▶ **TEXT SHOWN**
□ □ □
Learn how to make Asian bakery style pineapple buns in your own kitchen. These buns are light, soft, and airy, with an extra crispy, buttery, and sugary crust that cracks perfectly into a pineapple pattern. Detailed step-by-step pictures and video are included to walk you through each detail.
Pineapple buns, called Bolo Bao in China, are a popular sweet treat from Hong Kong. They are light, soft, and airy inside. And on top they have this cracked surface with a delightfully crispy texture.
Perhaps the most fascinating thing about these sweet pineapple buns is that there is no pineapple inside of them. None! They have the name ‘pineapple buns’ because the cracked exterior somewhat resembles the outside of a pineapple.
I always feel I should warn people about this – if you’re expecting a pineapple filling, you’re going to be disappointed! But just so you know, you can split the buns in half and stuff them with any filling you like.
Why this recipe
From the looks of it, this might seem intimidating, but not to worry! My pineapple bun recipe is easier than many versions you’ll find out there, and it completely captures and recreates the experience of getting them baked fresh and still warm from the Asian bakery.
- Use a KitchenAid mixer to make the kneading process super easy.
- Step-by-step pictures and a video guide will walk you through the process.
- The bread dough is easy to work with, and it creates the airy and fluffy texture.
- Recreate the crispy and buttery topping that cracks naturally.
□ □ □
▶ **SET EXERCISE**
Reproduce the pineapple bun text from "- Use a KitchenAid" to "and fluffy texture.". The records that follow are separate material and are not part of the pineapple bun text.

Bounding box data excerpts
□ □ □
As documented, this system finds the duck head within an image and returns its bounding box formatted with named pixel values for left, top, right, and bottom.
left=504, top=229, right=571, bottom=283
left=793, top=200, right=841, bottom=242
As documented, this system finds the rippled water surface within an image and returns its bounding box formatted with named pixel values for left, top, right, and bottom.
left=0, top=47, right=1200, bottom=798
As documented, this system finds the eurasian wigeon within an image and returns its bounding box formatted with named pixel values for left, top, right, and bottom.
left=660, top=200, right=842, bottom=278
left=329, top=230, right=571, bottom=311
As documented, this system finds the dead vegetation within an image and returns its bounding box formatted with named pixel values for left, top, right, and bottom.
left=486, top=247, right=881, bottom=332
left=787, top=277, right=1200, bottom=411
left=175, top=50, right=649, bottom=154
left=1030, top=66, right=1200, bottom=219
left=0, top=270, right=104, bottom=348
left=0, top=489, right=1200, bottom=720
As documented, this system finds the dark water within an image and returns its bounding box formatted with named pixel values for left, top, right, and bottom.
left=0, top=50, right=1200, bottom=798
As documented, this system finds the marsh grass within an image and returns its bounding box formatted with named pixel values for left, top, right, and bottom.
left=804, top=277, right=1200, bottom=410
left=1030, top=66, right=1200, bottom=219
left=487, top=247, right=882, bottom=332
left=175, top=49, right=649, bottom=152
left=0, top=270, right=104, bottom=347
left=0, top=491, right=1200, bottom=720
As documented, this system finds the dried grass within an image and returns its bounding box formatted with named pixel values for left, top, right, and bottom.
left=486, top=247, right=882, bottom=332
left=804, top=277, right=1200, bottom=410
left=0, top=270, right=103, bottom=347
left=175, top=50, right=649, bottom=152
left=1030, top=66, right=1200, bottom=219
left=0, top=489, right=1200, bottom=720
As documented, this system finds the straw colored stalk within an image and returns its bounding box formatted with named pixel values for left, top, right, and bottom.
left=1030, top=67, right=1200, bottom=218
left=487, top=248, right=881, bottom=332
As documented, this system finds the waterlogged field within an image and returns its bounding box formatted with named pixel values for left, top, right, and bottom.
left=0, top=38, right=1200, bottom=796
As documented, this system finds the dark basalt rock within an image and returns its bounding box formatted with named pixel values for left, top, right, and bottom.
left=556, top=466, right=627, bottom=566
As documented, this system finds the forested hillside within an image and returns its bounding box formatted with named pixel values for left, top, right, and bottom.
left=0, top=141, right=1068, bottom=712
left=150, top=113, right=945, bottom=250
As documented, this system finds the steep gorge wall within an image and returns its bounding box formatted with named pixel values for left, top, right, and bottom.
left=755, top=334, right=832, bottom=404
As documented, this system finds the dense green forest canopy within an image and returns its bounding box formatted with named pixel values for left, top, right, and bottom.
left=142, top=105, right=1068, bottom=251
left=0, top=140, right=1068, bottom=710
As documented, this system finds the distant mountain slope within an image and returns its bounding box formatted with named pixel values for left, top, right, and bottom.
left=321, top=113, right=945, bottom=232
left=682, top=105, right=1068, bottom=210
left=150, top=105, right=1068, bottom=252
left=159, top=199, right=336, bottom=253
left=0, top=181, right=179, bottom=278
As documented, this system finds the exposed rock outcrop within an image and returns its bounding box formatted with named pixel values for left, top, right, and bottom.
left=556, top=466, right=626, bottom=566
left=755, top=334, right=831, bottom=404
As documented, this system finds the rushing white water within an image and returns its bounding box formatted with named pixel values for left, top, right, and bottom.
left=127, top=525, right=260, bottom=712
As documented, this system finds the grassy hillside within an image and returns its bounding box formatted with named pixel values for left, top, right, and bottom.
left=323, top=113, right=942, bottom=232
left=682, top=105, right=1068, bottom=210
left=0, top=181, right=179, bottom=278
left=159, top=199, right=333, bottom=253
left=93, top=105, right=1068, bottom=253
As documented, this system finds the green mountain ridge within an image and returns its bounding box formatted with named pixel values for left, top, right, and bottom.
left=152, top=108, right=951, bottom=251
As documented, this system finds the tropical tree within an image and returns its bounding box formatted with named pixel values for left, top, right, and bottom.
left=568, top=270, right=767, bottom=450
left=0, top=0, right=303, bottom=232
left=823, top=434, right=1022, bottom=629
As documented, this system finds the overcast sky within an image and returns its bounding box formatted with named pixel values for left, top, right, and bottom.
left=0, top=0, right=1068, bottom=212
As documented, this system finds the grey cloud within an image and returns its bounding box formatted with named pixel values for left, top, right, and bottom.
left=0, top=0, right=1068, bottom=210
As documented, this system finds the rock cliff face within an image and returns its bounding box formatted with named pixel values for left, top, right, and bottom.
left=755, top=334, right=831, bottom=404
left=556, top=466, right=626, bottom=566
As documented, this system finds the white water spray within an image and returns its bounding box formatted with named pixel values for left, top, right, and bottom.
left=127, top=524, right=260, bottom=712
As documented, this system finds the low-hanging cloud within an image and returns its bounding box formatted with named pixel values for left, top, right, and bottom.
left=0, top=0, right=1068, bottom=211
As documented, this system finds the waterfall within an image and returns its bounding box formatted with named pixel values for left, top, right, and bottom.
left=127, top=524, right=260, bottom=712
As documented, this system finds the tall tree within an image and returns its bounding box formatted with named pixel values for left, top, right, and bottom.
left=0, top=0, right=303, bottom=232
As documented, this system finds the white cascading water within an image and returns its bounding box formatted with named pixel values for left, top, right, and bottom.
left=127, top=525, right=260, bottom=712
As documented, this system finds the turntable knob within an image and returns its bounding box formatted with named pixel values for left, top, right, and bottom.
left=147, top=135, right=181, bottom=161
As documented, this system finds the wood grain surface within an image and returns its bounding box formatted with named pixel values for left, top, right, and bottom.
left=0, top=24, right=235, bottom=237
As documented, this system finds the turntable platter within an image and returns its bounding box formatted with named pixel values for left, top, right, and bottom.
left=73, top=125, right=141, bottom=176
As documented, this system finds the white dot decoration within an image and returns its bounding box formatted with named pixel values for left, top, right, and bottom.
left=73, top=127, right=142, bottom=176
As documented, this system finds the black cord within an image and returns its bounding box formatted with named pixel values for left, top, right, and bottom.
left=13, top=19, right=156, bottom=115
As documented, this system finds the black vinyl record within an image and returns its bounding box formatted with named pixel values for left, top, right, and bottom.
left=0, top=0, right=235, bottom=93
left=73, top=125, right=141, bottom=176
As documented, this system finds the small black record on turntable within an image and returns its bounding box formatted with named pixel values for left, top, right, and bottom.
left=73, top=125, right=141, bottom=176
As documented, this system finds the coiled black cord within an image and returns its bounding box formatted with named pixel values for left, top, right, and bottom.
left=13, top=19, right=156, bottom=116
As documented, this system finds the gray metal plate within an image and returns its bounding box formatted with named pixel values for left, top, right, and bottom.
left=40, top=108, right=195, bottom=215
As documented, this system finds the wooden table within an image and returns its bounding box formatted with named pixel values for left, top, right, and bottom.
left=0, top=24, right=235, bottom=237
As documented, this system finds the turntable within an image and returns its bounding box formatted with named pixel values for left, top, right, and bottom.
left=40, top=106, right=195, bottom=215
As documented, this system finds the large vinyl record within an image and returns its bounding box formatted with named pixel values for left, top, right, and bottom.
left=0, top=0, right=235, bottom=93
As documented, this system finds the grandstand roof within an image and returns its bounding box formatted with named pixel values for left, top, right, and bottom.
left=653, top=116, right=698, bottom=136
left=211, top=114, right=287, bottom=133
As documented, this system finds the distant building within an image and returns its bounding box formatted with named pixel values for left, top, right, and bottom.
□ □ □
▶ **SOLUTION**
- Use a KitchenAid mixer to make the kneading process super easy.
- Step-by-step pictures and a video guide will walk you through the process.
- The bread dough is easy to work with, and it creates the airy and fluffy texture.